Saved entries
-- Opening Marker --

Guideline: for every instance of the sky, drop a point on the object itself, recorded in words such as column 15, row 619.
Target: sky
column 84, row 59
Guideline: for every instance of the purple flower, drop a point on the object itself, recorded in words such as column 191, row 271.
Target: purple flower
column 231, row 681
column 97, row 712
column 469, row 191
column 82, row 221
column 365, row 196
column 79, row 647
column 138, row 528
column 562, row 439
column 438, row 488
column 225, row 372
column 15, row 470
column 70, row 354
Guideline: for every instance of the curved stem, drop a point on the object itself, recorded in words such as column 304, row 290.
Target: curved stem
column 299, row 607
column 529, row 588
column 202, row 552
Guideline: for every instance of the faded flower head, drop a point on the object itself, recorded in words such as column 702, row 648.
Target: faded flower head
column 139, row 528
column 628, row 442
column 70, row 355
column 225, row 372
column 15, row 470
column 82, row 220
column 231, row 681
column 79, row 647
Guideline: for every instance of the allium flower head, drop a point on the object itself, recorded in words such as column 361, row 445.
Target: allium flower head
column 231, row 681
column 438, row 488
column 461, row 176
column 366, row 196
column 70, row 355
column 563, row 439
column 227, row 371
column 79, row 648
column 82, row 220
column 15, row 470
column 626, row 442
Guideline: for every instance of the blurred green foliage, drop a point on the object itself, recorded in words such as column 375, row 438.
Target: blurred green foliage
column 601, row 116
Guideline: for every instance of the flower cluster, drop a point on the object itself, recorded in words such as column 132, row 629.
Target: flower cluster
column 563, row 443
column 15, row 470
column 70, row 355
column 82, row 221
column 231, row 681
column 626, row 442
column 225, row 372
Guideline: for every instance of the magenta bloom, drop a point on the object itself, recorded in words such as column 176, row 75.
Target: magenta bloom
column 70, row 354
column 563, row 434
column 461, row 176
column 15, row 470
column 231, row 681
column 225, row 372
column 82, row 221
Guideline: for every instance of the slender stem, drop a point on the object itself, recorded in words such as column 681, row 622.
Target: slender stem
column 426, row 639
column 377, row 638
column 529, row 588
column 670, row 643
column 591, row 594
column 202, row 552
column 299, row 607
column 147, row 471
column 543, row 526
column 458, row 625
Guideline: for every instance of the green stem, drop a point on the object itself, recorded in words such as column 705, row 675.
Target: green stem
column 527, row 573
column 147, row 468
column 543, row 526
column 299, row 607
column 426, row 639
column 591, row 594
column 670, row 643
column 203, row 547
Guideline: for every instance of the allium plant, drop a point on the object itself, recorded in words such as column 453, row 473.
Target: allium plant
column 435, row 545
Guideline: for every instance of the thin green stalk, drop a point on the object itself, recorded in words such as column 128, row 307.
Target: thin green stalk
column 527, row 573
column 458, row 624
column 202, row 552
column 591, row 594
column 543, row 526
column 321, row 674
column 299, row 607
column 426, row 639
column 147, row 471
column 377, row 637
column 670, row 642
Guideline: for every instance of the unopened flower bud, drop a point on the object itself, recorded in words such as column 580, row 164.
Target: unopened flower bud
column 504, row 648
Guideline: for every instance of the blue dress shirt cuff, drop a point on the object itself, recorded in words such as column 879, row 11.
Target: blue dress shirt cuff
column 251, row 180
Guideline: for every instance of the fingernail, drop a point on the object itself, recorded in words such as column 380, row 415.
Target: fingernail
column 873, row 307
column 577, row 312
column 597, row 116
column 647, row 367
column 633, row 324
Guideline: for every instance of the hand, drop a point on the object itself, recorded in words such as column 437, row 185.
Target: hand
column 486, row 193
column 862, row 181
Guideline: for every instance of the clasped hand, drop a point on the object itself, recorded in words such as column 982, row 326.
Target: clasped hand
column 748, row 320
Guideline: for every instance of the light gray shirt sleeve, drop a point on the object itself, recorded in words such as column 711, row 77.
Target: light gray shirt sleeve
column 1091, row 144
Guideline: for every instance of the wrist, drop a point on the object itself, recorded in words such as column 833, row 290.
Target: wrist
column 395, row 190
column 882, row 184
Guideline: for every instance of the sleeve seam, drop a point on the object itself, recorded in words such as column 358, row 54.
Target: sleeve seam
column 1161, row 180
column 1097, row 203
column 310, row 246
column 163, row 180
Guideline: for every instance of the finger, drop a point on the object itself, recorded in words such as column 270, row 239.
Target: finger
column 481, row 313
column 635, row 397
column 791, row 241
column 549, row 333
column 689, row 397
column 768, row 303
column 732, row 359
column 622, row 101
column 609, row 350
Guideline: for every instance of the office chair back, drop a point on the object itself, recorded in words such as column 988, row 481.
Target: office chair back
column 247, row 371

-- Closing Marker --

*Required action:* Starting with the line with "Target: wrist" above and going on through the line with "Guideline: for every instance of the sleeve", transcribe every line exactly, both ends included, and add nothing.

*Solution for this exercise:*
Target: wrist
column 395, row 190
column 882, row 184
Guideline: for every instance of the sleeve seam, drop a point on the object itself, recorded in words such as column 358, row 54.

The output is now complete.